SOURCE EXTRACT —
· · · · · · ·

Matheson generated a significant body of work in his six decades as a screenwriter, though many of his original short stories remain frustratingly difficult to find in print. But in the past five years, Matheson's greatest exposure by far has come has come with a trio of big-budget films: I Am Legend, The Box, and now Real Steel. These films, based on Matheson's original writing, were often adapted by screenwriters who weren't even born when their source material was first published.
Matheson's writing lends itself particularly well to contemporary Hollywood because it's "high concept"--which translates, in screenwriting parlance, to "easy to pitch." At the heart of Matheson's best tales you'll find a simple, compelling question, from I Am Legend ("what if a mass epidemic left a single man alive?") to "Button, Button," the short story that became The Box ("would a needy family sacrifice the life of a complete stranger for a massive financial windfall?"). Hollywood loves these kinds of stories because they're easy to understand and therefore easy to mass-market. At least, that's the idea, though it doesn't always work in practice: Where I Am Legend succeeded (at least financially) in drawing an audience to Matheson's brainchild, The Box was a bizarre, messy, box-office bomb.

· · · · · · ·

DATA LINES —

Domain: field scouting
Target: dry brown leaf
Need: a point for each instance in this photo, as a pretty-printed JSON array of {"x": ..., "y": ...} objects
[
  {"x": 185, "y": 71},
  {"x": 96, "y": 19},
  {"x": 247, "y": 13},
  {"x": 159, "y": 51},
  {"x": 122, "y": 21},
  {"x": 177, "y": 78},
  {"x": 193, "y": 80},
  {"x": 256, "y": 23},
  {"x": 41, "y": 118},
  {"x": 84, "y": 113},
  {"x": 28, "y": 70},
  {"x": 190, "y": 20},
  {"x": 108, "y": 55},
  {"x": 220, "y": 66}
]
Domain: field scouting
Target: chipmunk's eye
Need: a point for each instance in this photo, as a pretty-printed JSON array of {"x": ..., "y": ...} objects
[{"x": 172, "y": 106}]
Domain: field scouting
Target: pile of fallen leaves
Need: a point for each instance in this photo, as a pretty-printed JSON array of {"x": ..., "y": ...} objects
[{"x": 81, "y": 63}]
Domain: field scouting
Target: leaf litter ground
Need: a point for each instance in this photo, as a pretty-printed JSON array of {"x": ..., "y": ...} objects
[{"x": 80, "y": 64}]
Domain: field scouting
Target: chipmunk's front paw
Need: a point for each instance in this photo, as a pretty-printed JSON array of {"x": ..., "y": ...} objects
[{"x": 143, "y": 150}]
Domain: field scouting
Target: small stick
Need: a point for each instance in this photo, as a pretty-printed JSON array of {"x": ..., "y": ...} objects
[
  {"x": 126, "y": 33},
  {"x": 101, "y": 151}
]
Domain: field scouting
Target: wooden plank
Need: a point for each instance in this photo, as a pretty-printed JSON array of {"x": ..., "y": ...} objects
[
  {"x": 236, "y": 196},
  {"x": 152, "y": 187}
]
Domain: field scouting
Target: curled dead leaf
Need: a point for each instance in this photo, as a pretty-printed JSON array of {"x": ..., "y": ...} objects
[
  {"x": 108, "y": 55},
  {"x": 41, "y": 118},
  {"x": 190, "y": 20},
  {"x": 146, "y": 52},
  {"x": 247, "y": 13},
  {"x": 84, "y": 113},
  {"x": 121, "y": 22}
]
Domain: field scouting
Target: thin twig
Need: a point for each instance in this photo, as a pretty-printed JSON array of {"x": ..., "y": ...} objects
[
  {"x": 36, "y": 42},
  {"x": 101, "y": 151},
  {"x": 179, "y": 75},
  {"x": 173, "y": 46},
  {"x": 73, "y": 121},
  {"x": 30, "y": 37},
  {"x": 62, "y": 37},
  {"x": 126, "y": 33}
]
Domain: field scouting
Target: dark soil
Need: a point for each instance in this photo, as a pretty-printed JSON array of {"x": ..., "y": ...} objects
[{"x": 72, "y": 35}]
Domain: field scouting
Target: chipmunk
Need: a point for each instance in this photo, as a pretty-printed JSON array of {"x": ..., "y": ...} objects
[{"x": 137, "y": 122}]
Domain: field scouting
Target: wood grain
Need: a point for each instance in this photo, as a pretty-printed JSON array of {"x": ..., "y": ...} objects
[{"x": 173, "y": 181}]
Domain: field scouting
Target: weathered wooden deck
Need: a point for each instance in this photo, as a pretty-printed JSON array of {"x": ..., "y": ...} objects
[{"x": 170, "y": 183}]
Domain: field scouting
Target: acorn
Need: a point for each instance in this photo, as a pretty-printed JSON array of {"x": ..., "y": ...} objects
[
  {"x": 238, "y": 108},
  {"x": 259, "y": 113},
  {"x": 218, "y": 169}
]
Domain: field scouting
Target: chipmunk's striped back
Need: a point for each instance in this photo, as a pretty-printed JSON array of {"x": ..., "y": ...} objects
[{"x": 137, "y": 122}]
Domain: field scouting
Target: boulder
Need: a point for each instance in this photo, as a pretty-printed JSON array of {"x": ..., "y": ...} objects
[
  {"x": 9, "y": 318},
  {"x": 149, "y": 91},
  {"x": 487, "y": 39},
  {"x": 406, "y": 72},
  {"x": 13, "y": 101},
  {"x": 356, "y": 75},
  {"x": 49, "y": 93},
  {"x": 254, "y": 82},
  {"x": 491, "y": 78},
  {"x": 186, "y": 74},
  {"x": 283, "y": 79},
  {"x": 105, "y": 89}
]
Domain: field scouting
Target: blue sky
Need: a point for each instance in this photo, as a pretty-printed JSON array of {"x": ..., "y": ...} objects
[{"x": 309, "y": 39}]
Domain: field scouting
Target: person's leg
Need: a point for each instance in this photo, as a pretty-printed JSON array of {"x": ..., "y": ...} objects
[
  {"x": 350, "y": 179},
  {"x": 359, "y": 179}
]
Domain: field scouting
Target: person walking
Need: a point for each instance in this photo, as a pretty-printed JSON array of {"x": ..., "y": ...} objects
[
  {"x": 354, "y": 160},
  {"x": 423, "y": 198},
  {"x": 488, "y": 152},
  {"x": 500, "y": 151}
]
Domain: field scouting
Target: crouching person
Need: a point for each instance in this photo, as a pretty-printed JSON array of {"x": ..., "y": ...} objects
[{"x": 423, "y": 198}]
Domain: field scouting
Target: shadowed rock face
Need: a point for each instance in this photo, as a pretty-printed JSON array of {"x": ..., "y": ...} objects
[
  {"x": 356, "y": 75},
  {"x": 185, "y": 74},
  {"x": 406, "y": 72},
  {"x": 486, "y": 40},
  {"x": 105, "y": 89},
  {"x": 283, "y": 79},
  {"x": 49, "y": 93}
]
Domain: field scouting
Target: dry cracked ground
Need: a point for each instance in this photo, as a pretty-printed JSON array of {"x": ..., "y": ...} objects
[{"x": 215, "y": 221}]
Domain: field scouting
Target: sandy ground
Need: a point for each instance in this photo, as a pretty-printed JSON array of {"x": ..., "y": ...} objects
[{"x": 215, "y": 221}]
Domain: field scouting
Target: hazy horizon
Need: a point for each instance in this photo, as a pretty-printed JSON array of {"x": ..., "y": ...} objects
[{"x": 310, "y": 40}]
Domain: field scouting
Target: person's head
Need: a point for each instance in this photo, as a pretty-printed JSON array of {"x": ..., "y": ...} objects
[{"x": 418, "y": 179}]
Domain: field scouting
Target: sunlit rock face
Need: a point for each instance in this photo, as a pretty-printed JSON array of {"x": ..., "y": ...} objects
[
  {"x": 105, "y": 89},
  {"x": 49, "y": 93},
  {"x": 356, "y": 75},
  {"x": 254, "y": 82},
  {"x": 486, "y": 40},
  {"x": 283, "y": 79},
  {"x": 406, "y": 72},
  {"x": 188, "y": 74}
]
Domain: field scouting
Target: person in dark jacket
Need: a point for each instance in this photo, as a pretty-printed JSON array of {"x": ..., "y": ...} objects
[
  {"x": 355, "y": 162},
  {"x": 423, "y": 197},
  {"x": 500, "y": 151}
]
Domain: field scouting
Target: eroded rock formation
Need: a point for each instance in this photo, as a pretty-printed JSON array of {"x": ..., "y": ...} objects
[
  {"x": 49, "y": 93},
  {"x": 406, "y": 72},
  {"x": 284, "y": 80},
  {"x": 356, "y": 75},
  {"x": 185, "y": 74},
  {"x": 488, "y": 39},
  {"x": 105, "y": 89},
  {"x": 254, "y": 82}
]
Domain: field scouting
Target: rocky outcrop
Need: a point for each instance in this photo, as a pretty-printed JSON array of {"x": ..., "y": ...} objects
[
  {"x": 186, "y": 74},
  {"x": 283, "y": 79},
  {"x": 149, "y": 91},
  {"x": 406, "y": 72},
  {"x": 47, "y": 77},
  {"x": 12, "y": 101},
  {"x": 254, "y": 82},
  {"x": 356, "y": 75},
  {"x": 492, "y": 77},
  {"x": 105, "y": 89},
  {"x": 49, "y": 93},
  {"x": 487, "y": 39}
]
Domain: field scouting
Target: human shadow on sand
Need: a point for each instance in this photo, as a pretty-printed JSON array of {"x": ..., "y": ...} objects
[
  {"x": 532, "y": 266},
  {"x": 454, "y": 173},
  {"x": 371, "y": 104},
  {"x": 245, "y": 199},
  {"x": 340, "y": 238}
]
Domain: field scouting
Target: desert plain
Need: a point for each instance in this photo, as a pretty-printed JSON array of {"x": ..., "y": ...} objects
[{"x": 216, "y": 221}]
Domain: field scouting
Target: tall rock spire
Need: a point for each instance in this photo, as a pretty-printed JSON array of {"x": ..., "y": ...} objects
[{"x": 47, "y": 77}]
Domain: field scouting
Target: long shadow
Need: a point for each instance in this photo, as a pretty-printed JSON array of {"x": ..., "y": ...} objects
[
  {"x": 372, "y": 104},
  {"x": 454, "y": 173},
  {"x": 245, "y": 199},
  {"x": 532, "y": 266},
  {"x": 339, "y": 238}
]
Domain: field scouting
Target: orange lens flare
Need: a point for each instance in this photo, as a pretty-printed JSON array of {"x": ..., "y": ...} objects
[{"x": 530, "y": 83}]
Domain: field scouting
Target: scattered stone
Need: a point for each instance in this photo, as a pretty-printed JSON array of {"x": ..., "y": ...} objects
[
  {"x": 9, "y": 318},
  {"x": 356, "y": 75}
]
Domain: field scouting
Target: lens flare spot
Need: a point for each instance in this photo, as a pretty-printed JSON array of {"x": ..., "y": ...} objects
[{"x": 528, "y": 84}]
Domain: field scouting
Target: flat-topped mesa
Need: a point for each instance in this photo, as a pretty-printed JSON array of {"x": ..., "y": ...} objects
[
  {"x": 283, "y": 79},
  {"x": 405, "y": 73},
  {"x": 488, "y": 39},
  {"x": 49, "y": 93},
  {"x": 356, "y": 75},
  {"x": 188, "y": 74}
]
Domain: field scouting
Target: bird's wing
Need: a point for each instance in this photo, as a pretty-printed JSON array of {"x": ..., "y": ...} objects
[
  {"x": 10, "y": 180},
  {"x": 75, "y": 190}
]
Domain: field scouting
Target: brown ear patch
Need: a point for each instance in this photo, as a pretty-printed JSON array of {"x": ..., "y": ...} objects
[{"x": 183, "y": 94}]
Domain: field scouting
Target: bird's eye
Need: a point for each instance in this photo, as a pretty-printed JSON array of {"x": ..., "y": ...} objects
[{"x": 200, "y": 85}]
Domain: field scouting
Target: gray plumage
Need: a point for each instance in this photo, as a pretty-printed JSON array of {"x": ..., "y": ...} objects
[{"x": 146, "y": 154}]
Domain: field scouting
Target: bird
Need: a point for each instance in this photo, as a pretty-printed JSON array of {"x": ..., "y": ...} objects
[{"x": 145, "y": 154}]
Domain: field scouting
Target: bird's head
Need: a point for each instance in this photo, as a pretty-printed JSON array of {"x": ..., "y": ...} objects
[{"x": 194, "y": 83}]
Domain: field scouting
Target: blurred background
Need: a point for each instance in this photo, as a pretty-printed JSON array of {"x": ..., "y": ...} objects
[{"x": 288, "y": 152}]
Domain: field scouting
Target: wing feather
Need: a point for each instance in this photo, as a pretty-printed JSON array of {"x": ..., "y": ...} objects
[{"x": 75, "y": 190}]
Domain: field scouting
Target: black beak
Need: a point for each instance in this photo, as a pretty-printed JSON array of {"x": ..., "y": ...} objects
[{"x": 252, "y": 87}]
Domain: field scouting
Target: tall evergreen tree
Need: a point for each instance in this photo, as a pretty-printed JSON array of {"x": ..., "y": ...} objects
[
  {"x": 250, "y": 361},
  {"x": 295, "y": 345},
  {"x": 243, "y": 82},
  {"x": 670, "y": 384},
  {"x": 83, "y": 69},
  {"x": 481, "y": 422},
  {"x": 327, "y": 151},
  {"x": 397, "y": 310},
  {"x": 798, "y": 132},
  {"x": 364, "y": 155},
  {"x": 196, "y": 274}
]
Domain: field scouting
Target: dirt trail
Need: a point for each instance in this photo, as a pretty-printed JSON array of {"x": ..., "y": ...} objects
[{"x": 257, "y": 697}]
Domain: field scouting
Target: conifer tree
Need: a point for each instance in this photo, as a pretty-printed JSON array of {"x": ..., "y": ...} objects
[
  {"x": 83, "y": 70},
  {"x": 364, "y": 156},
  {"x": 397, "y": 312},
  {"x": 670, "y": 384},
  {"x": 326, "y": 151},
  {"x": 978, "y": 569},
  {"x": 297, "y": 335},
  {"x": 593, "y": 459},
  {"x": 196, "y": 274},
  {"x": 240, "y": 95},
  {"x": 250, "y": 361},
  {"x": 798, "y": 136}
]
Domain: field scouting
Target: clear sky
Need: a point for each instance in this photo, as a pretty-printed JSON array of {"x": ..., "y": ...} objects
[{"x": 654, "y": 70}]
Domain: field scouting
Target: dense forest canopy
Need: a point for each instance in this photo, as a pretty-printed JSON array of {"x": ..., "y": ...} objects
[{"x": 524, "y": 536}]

· · · · · · ·

TASK INSTRUCTIONS —
**1)** Show every line of the entries that contains the string "flare", treating uppercase and lowercase letters as different.
**2)** Extend the article on Matheson's film adaptations, picking up right after its final sentence.
The article on Matheson's film adaptations and the entries have no connection to each other.

TASK RESULTS —
**1)**
Target: orange lens flare
Target: lens flare spot

**2)**
So far, Real Steel looks to be taking the I Am Legend road to box office victory. Early buzz and test audience reactions for the film have been so positive that DreamWorks greenlit production on a sequel as early as last April. If audiences turn out for robot boxing this weekend, we'll have plenty more robot boxing to look forward to. And we'll have Richard Matheson to thank.